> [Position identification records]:
+-------+
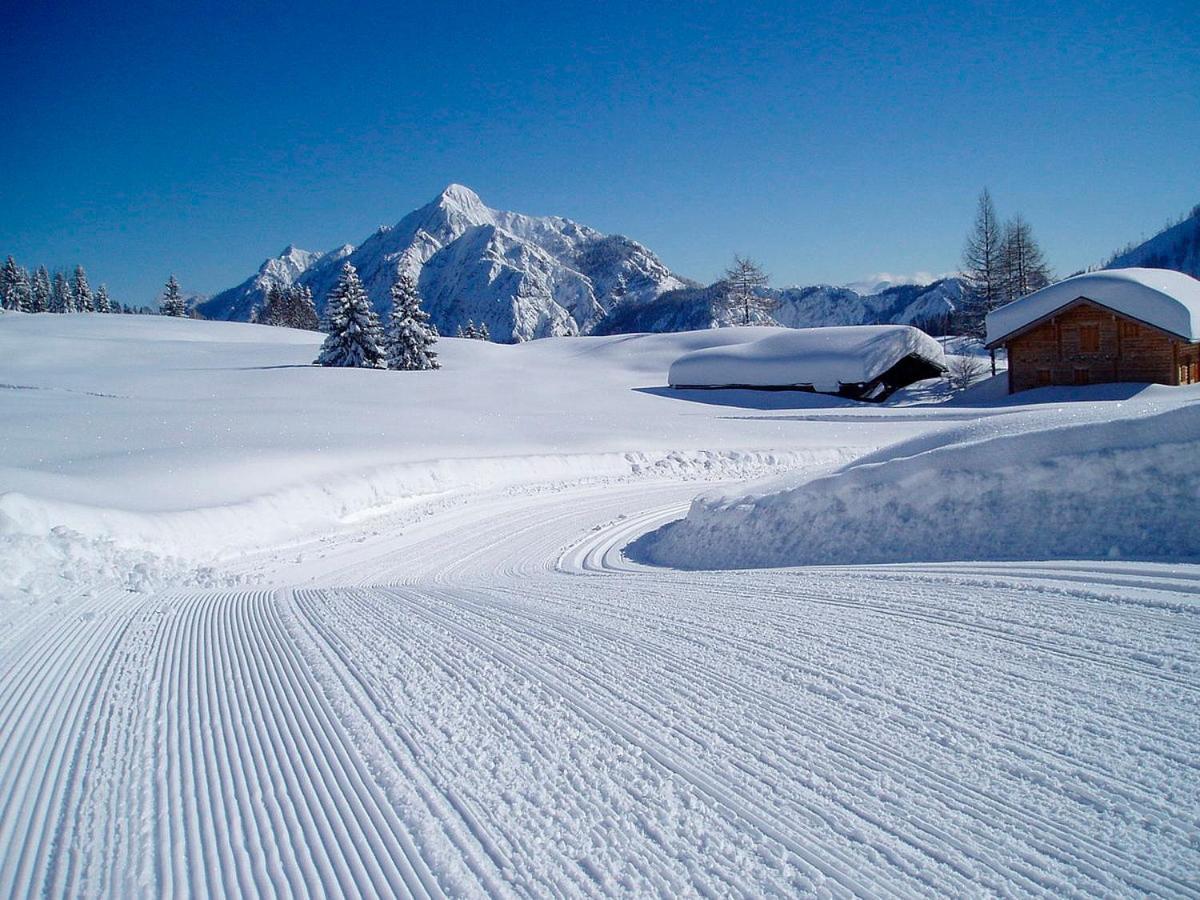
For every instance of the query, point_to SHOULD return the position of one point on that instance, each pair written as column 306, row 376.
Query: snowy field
column 269, row 629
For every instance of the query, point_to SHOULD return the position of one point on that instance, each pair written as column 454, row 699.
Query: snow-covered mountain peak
column 459, row 196
column 522, row 276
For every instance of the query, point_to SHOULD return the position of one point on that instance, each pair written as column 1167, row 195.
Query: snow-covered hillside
column 268, row 629
column 1176, row 247
column 196, row 439
column 522, row 276
column 815, row 306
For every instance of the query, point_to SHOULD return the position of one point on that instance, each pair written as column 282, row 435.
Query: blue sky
column 827, row 141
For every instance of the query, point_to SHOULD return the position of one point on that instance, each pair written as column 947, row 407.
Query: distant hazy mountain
column 522, row 276
column 1175, row 247
column 798, row 307
column 537, row 276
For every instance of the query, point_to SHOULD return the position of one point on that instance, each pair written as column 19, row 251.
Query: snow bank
column 1023, row 486
column 825, row 358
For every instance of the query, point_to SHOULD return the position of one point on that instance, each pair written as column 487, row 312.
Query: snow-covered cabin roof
column 825, row 358
column 1161, row 298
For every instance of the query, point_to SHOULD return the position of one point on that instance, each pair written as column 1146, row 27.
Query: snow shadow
column 745, row 399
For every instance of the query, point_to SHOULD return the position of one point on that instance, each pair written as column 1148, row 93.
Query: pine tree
column 9, row 277
column 301, row 310
column 271, row 312
column 409, row 336
column 1023, row 263
column 354, row 335
column 82, row 292
column 23, row 292
column 744, row 281
column 41, row 291
column 982, row 268
column 61, row 299
column 172, row 300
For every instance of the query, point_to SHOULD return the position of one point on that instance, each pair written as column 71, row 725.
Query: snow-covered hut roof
column 1162, row 298
column 825, row 358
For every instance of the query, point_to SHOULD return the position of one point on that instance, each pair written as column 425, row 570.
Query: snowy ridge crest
column 522, row 276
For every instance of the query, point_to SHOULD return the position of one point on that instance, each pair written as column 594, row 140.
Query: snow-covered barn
column 857, row 361
column 1114, row 325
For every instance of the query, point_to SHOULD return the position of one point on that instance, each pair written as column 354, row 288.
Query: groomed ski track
column 495, row 701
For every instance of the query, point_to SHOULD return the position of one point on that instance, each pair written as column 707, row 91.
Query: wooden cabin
column 1114, row 325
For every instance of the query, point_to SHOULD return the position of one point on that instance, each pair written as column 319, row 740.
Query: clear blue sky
column 829, row 142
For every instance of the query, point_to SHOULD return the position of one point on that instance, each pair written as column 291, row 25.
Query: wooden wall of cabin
column 1089, row 345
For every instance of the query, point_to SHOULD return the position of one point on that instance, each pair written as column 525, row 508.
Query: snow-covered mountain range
column 1175, row 247
column 689, row 309
column 539, row 276
column 522, row 276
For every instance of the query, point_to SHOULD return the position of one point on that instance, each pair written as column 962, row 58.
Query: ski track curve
column 492, row 700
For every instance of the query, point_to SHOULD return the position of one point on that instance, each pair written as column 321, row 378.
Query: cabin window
column 1090, row 337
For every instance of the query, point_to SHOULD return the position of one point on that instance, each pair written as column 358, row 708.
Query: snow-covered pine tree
column 172, row 300
column 982, row 269
column 82, row 292
column 271, row 313
column 41, row 291
column 354, row 335
column 9, row 275
column 23, row 292
column 61, row 299
column 409, row 336
column 301, row 310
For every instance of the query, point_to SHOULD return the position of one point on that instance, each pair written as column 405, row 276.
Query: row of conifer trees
column 42, row 292
column 357, row 339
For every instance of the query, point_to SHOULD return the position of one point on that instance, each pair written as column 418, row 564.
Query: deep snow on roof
column 1162, row 298
column 822, row 357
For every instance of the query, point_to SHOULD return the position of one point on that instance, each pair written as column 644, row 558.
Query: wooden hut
column 1114, row 325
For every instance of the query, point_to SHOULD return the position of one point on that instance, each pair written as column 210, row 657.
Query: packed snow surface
column 1161, row 298
column 820, row 357
column 448, row 679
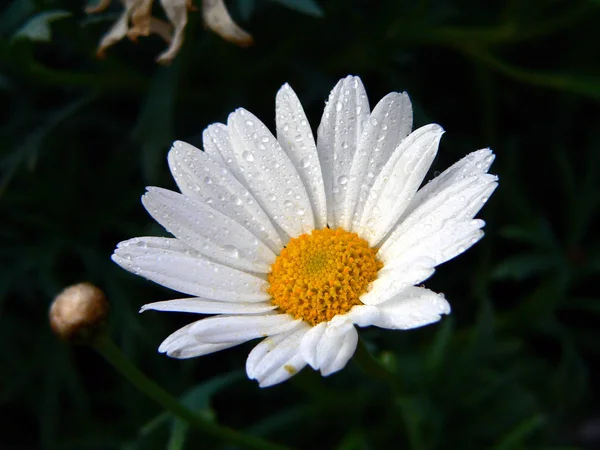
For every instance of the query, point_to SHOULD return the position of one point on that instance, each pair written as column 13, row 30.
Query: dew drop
column 231, row 251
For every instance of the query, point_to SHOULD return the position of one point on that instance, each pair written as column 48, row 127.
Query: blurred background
column 514, row 366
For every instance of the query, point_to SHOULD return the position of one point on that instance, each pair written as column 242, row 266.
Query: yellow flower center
column 322, row 274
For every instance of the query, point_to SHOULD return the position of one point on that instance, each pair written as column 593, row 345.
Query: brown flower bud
column 78, row 314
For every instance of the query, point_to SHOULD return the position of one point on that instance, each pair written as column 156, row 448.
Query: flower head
column 298, row 242
column 137, row 20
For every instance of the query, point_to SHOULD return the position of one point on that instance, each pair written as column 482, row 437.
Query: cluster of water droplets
column 203, row 179
column 269, row 173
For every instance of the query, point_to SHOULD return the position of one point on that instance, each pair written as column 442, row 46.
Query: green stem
column 368, row 364
column 106, row 347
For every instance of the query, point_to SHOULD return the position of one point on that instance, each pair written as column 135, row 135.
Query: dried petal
column 217, row 18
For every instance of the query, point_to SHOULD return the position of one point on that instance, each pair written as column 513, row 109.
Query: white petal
column 337, row 345
column 450, row 241
column 242, row 328
column 217, row 144
column 363, row 315
column 447, row 208
column 475, row 163
column 308, row 347
column 182, row 345
column 291, row 368
column 296, row 139
column 172, row 264
column 397, row 183
column 329, row 345
column 200, row 177
column 344, row 353
column 389, row 123
column 270, row 175
column 412, row 308
column 203, row 306
column 276, row 358
column 208, row 231
column 341, row 127
column 394, row 280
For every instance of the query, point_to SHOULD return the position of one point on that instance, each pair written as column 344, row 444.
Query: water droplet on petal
column 231, row 251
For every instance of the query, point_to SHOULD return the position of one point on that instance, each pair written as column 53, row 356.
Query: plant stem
column 106, row 347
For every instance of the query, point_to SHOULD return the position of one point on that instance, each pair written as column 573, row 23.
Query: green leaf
column 179, row 431
column 310, row 7
column 437, row 352
column 16, row 13
column 38, row 27
column 246, row 8
column 523, row 266
column 154, row 128
column 516, row 438
column 28, row 150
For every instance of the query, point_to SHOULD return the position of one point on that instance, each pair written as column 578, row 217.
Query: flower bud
column 78, row 314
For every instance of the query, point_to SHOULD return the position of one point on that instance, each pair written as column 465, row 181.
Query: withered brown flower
column 137, row 20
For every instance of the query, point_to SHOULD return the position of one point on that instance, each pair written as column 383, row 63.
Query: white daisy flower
column 298, row 242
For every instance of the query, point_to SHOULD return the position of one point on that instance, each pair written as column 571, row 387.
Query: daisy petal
column 270, row 175
column 200, row 177
column 412, row 308
column 389, row 123
column 217, row 144
column 219, row 329
column 329, row 345
column 276, row 358
column 450, row 241
column 296, row 139
column 341, row 127
column 182, row 345
column 398, row 181
column 291, row 368
column 337, row 345
column 392, row 281
column 475, row 163
column 308, row 347
column 208, row 231
column 344, row 353
column 363, row 315
column 203, row 306
column 172, row 264
column 449, row 207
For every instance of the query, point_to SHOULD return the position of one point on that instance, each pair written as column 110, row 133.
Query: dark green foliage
column 512, row 368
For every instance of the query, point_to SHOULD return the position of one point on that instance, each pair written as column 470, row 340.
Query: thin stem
column 106, row 347
column 368, row 364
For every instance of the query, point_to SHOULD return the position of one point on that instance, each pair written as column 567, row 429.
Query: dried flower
column 78, row 314
column 137, row 20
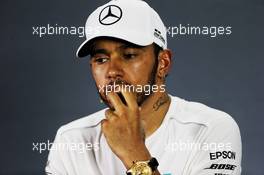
+-------+
> [Work to be completed]: Put all of the entries above into a numbered list with no blank lines, and leave the pictures out.

> [Complete output]:
1. For every instance of the query, point_to SHOULD return the position of one point on that instance, each pair written as column 306, row 376.
2. Query: snowy field
3. column 269, row 629
4. For every instance of the query, point_to SHOULD return the position of one point on that instance, each pair written as column 454, row 699.
5. Query: snow-covered mountain peak
6. column 459, row 196
7. column 522, row 276
8. For every instance of the query, point_to SHOULD return the position of one point on that instance, each pair written as column 1167, row 195.
9. Query: snow-covered hillside
10. column 268, row 629
11. column 1176, row 247
12. column 196, row 439
13. column 522, row 276
14. column 815, row 306
15. For every instance of the query, point_to SHOULD return the position of one point on that instance, each pair written as column 282, row 435.
16. Query: blue sky
17. column 827, row 141
18. For every instance of the query, point_to SHOULD return the position of one point on that instance, each pair written as column 947, row 407.
19. Query: distant hazy mountain
20. column 522, row 276
21. column 1175, row 247
22. column 798, row 307
23. column 537, row 276
24. For every instance of the query, point_to SHOULD return the position of one point on that instance, each pair written as column 19, row 251.
25. Query: snow bank
26. column 1023, row 486
27. column 825, row 358
28. For every instance of the query, point_to SHOULD return the position of one point on that instance, each pair written as column 487, row 312.
29. Query: snow-covered cabin roof
30. column 825, row 358
31. column 1161, row 298
32. For every instance of the query, point_to SHOULD return the position of one point on that instance, each pair written as column 1146, row 27.
33. Query: snow shadow
34. column 745, row 399
35. For every instance of the query, point_to SHOULD return the position of one point on that instance, each pair written as column 1148, row 93.
36. Query: pine tree
37. column 9, row 277
38. column 301, row 310
39. column 271, row 312
40. column 409, row 336
41. column 1023, row 263
42. column 354, row 335
43. column 82, row 292
44. column 23, row 292
45. column 744, row 281
46. column 41, row 291
47. column 982, row 268
48. column 61, row 299
49. column 172, row 300
50. For every instance of the query, point_to SHOULD return the position of one point on that instance, each pair written as column 71, row 725.
51. Query: snow-covered hut roof
52. column 1162, row 298
53. column 825, row 358
54. For every instance of the query, point_to SHOULD return the position of one point on that instance, each pair written as column 425, row 570.
55. Query: snowy ridge crest
56. column 522, row 276
57. For every instance of the query, point_to SHOULD return the position of one point on that instance, each pair written as column 594, row 140.
58. Query: snow-covered barn
59. column 857, row 361
60. column 1114, row 325
61. For every instance of the query, point_to SHOULD return the position of one point on that instance, each pair written as column 354, row 288.
62. Query: groomed ski track
63. column 495, row 701
64. For every instance of the query, point_to SHOULD return the position of one point on that instance, each pair written as column 707, row 91.
65. Query: wooden cabin
66. column 1114, row 325
67. For every instance of the query, point_to SHOULD return the position of one point on that instance, each pair written as column 319, row 740.
68. Query: clear blue sky
69. column 829, row 142
70. For every instance of the query, point_to SHOULD return the position of one point on that instance, each pair written as column 291, row 25.
71. Query: wooden wall of cabin
72. column 1089, row 345
73. For every instance of the query, point_to SHOULD return the position of one point on that instance, each pair written as column 525, row 508.
74. Query: snow-covered mountain range
75. column 1175, row 247
76. column 689, row 309
77. column 539, row 276
78. column 522, row 276
79. For every instance of the query, point_to SHOULD return the position of one point on that instance, each pair written as column 962, row 58.
80. Query: ski track curve
81. column 492, row 700
82. For every instance of the query, point_to SHOULD return the position of one point on that instance, each pair written as column 321, row 378.
83. Query: cabin window
84. column 1090, row 337
85. For every instance of the query, point_to SHOULD return the position of one point on that instance, each pair written as column 358, row 708.
86. Query: snow-covered pine tree
87. column 172, row 300
88. column 982, row 269
89. column 82, row 292
90. column 271, row 313
91. column 41, row 291
92. column 354, row 335
93. column 9, row 275
94. column 23, row 292
95. column 61, row 299
96. column 409, row 336
97. column 301, row 310
98. For every instance of the query, point_to SHOULD return the position of one point on that instance, each pair written as column 405, row 276.
99. Query: row of conifer trees
100. column 42, row 292
101. column 357, row 339
102. For every instance of the query, point_to SHOULD return the position of one point on that instance, each pair written as column 418, row 564.
103. Query: deep snow on roof
104. column 1162, row 298
105. column 822, row 357
106. For every instance of the query, point_to SHOULD return the position of one point on that instance, each pair written as column 644, row 558.
107. Query: wooden hut
108. column 1114, row 325
109. For every instance of the query, point_to SHOULD return the position of one point on that instance, each pair written as column 210, row 657.
110. Query: packed snow surface
111. column 1161, row 298
112. column 820, row 357
113. column 448, row 679
114. For every instance of the query, point_to SHOULD return the position of one point on that instance, each pair written as column 13, row 30.
115. Query: dew drop
116. column 231, row 251
117. For every instance of the query, point_to SHOULD return the position of one point on that instance, each pair written as column 48, row 127.
118. Query: blurred background
119. column 514, row 366
120. For every instance of the query, point_to SHOULD return the position of one point on that instance, each pair written as column 242, row 266.
121. Query: yellow flower center
122. column 322, row 274
123. For every instance of the query, point_to SHOULD return the position of one point on that instance, each pair written as column 593, row 345.
124. Query: brown flower bud
125. column 78, row 314
126. For every instance of the query, point_to SHOULD return the position of one point on that instance, each pair written as column 156, row 448.
127. Query: flower head
128. column 298, row 242
129. column 137, row 20
130. For every instance of the query, point_to SHOULD return the position of one point on that instance, each pair written as column 482, row 437.
131. Query: cluster of water droplets
132. column 203, row 179
133. column 269, row 173
134. For every instance of the query, point_to SHOULD return the position of one point on that instance, each pair written as column 442, row 46.
135. Query: green stem
136. column 368, row 364
137. column 106, row 347
138. For every instance of the query, point_to SHOULD return the position of one point on that instance, each pair written as column 135, row 135.
139. Query: dried petal
140. column 217, row 18
141. For every instance of the query, point_to SHOULD return the position of one point on that instance, each pair written as column 513, row 109.
142. Query: white petal
143. column 337, row 345
144. column 450, row 241
145. column 242, row 328
146. column 217, row 144
147. column 363, row 315
148. column 447, row 208
149. column 475, row 163
150. column 308, row 347
151. column 182, row 345
152. column 291, row 368
153. column 296, row 139
154. column 172, row 264
155. column 397, row 183
156. column 329, row 345
157. column 200, row 177
158. column 344, row 353
159. column 389, row 123
160. column 270, row 175
161. column 412, row 308
162. column 203, row 306
163. column 276, row 358
164. column 208, row 231
165. column 341, row 127
166. column 394, row 280
167. For every instance of the query, point_to SHOULD return the position of one point on that instance, each pair written as column 344, row 444.
168. Query: water droplet on petal
169. column 231, row 251
170. For every instance of the query, point_to SHOULD return the position of one point on that instance, each pair written as column 53, row 356.
171. Query: plant stem
172. column 106, row 347
173. For every instance of the query, point_to SHOULD return the position of one point on that instance, each pair written as column 573, row 23.
174. Query: green leaf
175. column 179, row 431
176. column 310, row 7
177. column 437, row 352
178. column 16, row 13
179. column 38, row 27
180. column 246, row 8
181. column 523, row 266
182. column 154, row 128
183. column 516, row 438
184. column 28, row 150
185. For every instance of the query, point_to SHOULD return the position of one point on that instance, each pair written as column 578, row 217.
186. Query: flower bud
187. column 78, row 314
188. For every instance of the query, point_to SHOULD return the position of one point on that instance, each pair written as column 465, row 181.
189. Query: withered brown flower
190. column 137, row 20
191. For every instance of the query, point_to SHOULD return the position of one point on that instance, each pair written as column 383, row 63.
192. Query: white daisy flower
193. column 298, row 242
194. For every instance of the query, point_to SHOULD return the position of one point on that instance, each pair written as column 571, row 387.
195. Query: daisy petal
196. column 270, row 175
197. column 200, row 177
198. column 412, row 308
199. column 389, row 123
200. column 217, row 144
201. column 219, row 329
202. column 329, row 345
203. column 276, row 358
204. column 450, row 241
205. column 296, row 139
206. column 341, row 127
207. column 182, row 345
208. column 398, row 181
209. column 291, row 368
210. column 337, row 345
211. column 392, row 281
212. column 475, row 163
213. column 308, row 347
214. column 208, row 231
215. column 344, row 353
216. column 363, row 315
217. column 203, row 306
218. column 172, row 264
219. column 449, row 207
220. For every instance of the query, point_to SHOULD return the position of one point on that instance, each pair written as column 110, row 133.
221. Query: dark green foliage
222. column 512, row 368
223. For every instance of the query, point_to SHOULD return the position of one point on that instance, each pair written as column 470, row 340.
224. Query: thin stem
225. column 106, row 347
226. column 368, row 364
227. For every instance of the query, point_to SHOULD return the position of one point on that instance, each pair written as column 567, row 429.
228. Query: dried flower
229. column 78, row 314
230. column 137, row 20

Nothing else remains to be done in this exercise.